Instructions to follow ▸
Can you convert the records starting at the line containing "Task: annotate a point on every instance of the wooden" and ending at the line containing "Task: annotate a point on every instance of the kickstand" into a JSON list of strings, one string per line, with blank lines omitted?

___ Supplied material ___

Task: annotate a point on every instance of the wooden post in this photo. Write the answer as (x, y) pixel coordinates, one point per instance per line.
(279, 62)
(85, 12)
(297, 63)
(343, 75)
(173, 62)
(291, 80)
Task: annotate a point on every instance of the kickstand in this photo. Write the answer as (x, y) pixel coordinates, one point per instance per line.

___
___ Supplied material ___

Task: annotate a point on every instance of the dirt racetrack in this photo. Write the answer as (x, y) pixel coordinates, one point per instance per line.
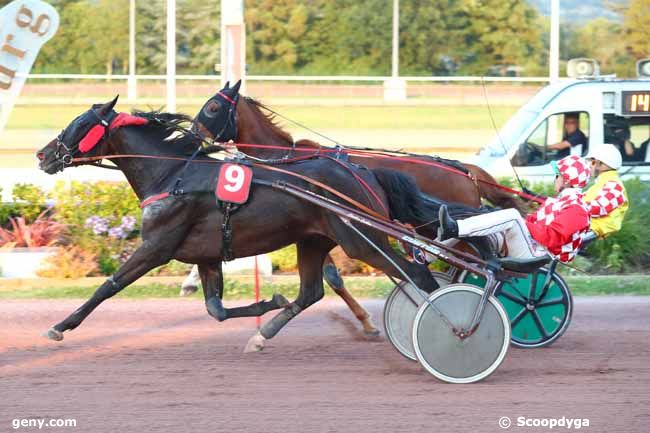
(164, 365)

___
___ Supplied material ___

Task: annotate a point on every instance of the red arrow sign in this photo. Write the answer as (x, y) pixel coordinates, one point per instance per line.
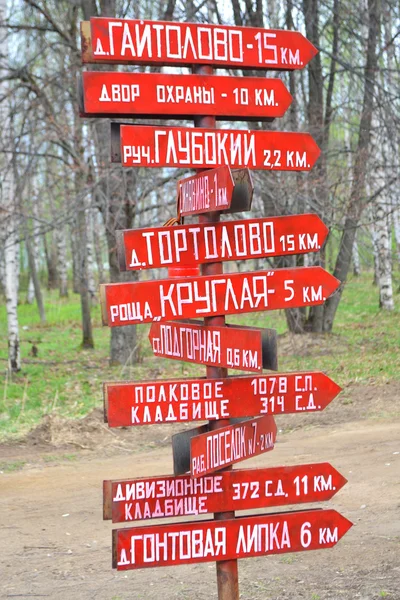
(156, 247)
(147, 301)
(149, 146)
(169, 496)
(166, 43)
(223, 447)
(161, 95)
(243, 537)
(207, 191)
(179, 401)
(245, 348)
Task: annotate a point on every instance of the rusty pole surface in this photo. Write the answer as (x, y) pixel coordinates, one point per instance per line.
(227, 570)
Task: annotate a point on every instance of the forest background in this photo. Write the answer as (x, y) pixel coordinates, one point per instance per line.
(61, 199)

___

Solved problem ▸
[
  "Task: annotate a point on every instance of the wooden post in this photo. Write the answer as (x, y) pixel coordinates, one point per instance per line.",
  "(279, 62)",
  "(85, 12)",
  "(297, 63)",
  "(343, 75)",
  "(173, 62)",
  "(291, 80)",
  "Task: annotate a point on every instance of the kickstand in this photo. Write the answer as (x, y) pixel coordinates, one point per instance per line."
]